§ AUFGABENSTELLUNG:
a) Entscheiden Sie für jede der folgenden Aussagen, ob sie mit dem Text zur Analyse übereinstimmt, und belegen Sie Ihr Ja oder Nein mit den maßgeblichen Worten des Textes als wörtlichem Zitat. (i) Die monatlichen Anleihekäufe belaufen sich auf 120 Milliarden Dollar. (ii) Das angekündigte Konjunkturpaket hat einen Umfang von 2,5 Billionen Dollar. (iii) Die Zahl der Verstorbenen liegt unter 500.000.
b) Übertragen Sie diesen Satz aus dem Text zur Analyse ins Englische: „Viele Frühindikatoren stehen auf Wachstum und jetzt soll auch noch ein 1,9 Billionen Dollar schweres Konjunkturpaket kommen, um eine bereits anspringende Wirtschaft zu überhitzen?“

------ TEXT ZUR ANALYSE

Warum geht die Infektionsrate in den USA derzeit so in den Keller – von 300.000 täglich vor sechs Wochen auf deutlich unter 100.000? Die Impfungen, ja, aber selbst US-Virologen stellen fest, dass bereits 30 bis 40 Prozent der Menschen eine natürliche Immunität gegen Covid-19 ausgebaut haben könnten. Bei 28,8 Millionen offiziell Infizierten und einer Anzahl an Verstorbenen, die bereits über 510.000 liegt.

Viele Frühindikatoren stehen auf Wachstum und jetzt soll auch noch ein 1,9 Billionen Dollar schweres Konjunkturpaket kommen, um eine bereits anspringende Wirtschaft zu überhitzen?

Jerome Powell versuchte die große Angst vor einer kommenden Inflation zu entkräften und die ersten Wochen Amtszeit der neuen Regierung nicht gleich mit einer heftigen Korrektur am Aktienmarkt beginnen zu lassen, die sich seit ein paar Tagen schon spürbar gemacht hat. Dazu holte der Chef der US-Notenbank seine Allzeitwaffe heraus, die er eigentlich bei jedem Notenbanktreffen zur Begründung seiner akkomodierenden Geldpolitik abfeuert, in dem er diesen Satz ausspricht: „We try to achieve the monetary policy goals that Congress has given us: maximum employment and price stability.“

Die US-Arbeitslosenrate liegt derzeit „offiziell“ bei 6,3 Prozent und kann als nachlaufender Indikator stets gut zur Begründung einer lockeren Geldpolitik verwendet werden. Powell weiter: „Die Wirtschaft ist noch weit entfernt von unseren Vollbeschäftigungs- und Inflationszielen, und es braucht wahrscheinlich noch einige Zeit, bis weitere deutliche Fortschritte erreicht sein werden“. Damit hat der Chef der US-Notzenbank zunächst einmal die monatlichen Anleihekäufe von 120 Milliarden Dollar zementiert und es brauchte nicht einmal des dezidierten Hinweises einer „Yield Curve Control“ mittels verstärkter Käufe von Langläufern, um die Renditen zu drücken. Wie lange werden sich die Märkte damit beruhigen lassen? Bestimmt nicht allzu lang.

Die Börsen senden eindeutige Signale.

------------
------ ROHDATEN

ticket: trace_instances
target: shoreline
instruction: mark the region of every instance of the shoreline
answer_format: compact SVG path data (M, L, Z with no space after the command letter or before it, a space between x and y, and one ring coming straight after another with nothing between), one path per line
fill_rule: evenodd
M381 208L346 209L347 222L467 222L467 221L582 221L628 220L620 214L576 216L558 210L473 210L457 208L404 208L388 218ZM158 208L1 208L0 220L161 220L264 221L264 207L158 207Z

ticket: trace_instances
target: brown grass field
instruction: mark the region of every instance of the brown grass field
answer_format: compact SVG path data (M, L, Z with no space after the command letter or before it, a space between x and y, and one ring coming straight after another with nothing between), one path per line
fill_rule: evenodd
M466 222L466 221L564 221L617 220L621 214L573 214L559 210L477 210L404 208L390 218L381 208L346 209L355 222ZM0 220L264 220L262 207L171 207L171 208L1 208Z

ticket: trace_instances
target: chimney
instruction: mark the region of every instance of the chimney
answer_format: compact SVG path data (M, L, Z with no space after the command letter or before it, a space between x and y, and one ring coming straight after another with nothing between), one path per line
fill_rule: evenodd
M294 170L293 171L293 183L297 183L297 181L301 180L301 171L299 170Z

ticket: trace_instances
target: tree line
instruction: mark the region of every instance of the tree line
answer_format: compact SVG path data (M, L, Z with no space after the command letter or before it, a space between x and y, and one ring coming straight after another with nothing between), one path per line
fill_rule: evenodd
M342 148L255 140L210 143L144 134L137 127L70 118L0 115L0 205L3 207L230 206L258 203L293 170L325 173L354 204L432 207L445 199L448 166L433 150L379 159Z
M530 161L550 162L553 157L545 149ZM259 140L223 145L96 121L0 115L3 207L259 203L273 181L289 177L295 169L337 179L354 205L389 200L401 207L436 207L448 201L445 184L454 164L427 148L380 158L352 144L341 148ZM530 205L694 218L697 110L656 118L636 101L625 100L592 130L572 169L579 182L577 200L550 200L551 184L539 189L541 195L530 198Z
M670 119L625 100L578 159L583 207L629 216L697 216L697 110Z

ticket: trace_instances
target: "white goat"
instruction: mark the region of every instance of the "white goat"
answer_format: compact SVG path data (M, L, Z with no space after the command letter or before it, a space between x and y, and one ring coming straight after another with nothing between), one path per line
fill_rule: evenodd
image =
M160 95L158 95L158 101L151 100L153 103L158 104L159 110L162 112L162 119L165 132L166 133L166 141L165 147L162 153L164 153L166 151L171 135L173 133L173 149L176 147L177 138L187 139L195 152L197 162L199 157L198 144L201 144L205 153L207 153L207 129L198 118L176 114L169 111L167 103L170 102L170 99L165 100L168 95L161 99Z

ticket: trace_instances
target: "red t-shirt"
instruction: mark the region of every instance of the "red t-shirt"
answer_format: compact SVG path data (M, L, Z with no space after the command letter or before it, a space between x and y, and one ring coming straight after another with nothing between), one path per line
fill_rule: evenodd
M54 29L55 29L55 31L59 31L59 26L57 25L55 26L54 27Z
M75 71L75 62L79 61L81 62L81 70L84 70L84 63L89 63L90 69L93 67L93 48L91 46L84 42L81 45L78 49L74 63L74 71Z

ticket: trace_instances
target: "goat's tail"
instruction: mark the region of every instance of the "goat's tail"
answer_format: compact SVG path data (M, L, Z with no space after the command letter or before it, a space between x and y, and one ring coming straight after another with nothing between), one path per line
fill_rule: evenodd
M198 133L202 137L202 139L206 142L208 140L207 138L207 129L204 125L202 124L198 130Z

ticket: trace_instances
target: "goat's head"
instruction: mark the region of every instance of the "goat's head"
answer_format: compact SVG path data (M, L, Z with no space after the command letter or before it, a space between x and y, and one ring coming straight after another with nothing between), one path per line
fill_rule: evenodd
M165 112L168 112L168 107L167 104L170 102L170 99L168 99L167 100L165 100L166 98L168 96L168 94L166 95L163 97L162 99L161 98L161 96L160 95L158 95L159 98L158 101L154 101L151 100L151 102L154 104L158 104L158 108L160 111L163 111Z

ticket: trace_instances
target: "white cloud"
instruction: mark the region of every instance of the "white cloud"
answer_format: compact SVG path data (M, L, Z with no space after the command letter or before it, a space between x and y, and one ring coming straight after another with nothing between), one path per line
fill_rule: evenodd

------------
------ ROHDATEN

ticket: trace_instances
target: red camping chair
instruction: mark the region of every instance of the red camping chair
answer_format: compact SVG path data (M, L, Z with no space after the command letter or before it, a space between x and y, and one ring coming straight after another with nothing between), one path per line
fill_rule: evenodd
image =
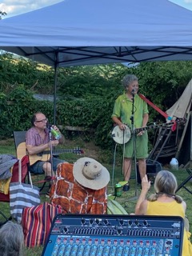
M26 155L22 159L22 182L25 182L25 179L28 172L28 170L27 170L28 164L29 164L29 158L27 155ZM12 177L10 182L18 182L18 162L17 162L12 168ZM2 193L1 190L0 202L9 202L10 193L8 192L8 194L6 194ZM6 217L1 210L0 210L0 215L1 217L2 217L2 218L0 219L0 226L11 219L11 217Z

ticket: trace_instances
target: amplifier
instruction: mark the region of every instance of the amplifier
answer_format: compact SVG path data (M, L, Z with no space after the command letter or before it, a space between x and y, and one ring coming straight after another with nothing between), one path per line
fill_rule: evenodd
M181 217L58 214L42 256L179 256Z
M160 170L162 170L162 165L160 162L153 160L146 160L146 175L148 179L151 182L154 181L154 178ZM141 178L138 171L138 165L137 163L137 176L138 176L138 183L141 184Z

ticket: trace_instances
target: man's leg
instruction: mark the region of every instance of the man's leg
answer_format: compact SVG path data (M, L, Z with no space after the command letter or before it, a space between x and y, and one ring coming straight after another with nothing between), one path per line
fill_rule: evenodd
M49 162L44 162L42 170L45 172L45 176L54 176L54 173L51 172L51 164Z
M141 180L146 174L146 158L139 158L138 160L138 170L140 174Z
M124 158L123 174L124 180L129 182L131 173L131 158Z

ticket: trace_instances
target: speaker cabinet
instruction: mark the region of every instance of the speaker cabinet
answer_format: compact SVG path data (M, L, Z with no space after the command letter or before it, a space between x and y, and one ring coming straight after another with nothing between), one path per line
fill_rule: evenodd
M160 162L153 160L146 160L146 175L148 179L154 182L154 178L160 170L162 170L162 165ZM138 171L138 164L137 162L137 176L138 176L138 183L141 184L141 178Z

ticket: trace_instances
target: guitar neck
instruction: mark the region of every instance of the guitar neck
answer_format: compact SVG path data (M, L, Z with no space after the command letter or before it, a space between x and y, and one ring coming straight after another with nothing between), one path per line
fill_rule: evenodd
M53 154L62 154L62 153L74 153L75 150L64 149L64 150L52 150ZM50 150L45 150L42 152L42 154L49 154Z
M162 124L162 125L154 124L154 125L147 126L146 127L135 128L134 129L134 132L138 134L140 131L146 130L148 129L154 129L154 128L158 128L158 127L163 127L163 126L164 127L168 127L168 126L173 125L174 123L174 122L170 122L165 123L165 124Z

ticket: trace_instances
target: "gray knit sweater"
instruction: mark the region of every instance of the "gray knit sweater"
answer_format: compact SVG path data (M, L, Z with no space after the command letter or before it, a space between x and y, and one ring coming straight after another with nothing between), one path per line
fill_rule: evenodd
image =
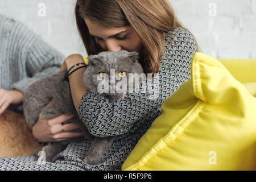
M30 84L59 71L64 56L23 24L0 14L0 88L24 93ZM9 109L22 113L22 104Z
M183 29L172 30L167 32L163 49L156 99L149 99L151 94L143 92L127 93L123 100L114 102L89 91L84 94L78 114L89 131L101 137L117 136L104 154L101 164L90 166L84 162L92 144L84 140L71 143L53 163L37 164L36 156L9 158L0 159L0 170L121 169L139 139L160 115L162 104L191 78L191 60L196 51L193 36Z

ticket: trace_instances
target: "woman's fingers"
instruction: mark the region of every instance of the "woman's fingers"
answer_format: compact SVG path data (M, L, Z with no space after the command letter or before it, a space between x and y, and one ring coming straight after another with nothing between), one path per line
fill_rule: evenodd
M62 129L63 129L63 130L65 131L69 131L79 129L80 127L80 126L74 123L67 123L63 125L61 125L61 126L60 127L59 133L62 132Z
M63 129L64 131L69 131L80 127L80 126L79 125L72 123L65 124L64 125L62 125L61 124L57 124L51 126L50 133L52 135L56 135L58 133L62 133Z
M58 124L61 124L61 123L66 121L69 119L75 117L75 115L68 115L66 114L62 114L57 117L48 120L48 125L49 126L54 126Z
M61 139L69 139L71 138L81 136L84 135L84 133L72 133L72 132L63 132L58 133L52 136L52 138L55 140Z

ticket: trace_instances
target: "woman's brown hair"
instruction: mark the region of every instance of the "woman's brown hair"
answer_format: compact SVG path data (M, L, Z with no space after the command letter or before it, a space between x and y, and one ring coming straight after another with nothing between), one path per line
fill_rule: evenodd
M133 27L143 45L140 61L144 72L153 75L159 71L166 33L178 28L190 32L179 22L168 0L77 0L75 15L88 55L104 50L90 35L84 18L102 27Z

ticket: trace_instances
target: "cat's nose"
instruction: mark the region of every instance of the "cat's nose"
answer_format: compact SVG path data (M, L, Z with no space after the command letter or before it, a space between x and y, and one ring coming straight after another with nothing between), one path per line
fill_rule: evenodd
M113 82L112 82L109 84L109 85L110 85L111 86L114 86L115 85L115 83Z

------------
------ ROHDATEN

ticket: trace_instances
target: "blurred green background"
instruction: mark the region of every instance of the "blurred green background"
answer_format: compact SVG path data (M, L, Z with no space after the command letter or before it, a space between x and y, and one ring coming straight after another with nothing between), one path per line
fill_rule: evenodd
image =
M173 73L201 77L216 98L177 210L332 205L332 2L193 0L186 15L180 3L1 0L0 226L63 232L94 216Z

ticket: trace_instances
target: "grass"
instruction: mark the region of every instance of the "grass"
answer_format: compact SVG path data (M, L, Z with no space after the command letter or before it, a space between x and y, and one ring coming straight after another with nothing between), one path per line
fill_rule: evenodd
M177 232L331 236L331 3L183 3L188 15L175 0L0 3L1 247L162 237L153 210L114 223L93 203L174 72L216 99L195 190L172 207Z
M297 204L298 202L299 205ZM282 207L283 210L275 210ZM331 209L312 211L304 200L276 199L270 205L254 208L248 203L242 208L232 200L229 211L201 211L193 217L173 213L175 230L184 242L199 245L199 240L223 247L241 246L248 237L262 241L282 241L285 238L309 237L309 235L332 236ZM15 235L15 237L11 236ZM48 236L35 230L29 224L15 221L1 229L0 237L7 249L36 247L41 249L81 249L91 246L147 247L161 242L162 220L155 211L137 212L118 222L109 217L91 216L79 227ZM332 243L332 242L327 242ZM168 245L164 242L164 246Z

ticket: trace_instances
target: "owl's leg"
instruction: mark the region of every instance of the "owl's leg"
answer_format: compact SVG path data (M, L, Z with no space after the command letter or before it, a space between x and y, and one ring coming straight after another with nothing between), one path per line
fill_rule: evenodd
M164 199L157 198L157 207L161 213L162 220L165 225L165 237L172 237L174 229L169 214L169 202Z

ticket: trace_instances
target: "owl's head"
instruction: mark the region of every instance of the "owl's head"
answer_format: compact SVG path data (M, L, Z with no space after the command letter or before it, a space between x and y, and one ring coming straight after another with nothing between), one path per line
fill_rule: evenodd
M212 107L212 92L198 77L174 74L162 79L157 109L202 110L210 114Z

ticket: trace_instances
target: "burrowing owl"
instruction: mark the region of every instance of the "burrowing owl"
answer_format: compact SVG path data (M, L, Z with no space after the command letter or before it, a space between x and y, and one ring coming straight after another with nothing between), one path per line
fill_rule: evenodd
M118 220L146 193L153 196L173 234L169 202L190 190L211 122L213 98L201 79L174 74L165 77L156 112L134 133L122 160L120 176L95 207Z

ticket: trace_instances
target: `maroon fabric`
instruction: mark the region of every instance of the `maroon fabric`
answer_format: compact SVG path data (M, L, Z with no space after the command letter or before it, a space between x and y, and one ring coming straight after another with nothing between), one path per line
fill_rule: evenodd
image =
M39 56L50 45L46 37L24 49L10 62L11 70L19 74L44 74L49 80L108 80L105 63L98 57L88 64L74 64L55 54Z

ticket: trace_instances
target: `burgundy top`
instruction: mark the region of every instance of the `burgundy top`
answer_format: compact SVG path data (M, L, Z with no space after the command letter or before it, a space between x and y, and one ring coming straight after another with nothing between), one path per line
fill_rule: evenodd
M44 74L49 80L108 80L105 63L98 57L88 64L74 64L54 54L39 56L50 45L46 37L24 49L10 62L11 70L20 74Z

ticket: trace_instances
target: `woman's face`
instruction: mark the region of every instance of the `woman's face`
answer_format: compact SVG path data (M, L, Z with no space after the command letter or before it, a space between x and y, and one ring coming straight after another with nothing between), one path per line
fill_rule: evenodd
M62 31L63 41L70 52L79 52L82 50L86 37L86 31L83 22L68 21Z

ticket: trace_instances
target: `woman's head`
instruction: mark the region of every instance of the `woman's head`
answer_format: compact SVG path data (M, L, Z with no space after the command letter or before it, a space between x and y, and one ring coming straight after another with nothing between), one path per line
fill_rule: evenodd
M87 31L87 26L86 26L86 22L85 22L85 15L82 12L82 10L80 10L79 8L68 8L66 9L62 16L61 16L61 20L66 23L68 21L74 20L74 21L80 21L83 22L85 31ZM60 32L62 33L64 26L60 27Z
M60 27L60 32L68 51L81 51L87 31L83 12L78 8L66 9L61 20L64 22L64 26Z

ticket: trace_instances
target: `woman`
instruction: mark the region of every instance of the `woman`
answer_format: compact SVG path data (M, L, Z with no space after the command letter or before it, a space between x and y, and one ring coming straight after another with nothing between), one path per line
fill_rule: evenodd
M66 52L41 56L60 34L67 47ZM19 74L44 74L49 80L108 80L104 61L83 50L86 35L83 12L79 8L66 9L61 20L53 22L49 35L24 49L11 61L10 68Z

------------

§ LÖSUNGEN:
a)
(i) Ja: „die monatlichen Anleihekäufe von 120 Milliarden Dollar“
(ii) Nein: „ein 1,9 Billionen Dollar schweres Konjunkturpaket“
(iii) Nein: „einer Anzahl an Verstorbenen, die bereits über 510.000 liegt“

b) Many leading indicators point to growth, and now a 1.9 trillion dollar stimulus package is supposed to come on top of that, to overheat an economy that is already picking up?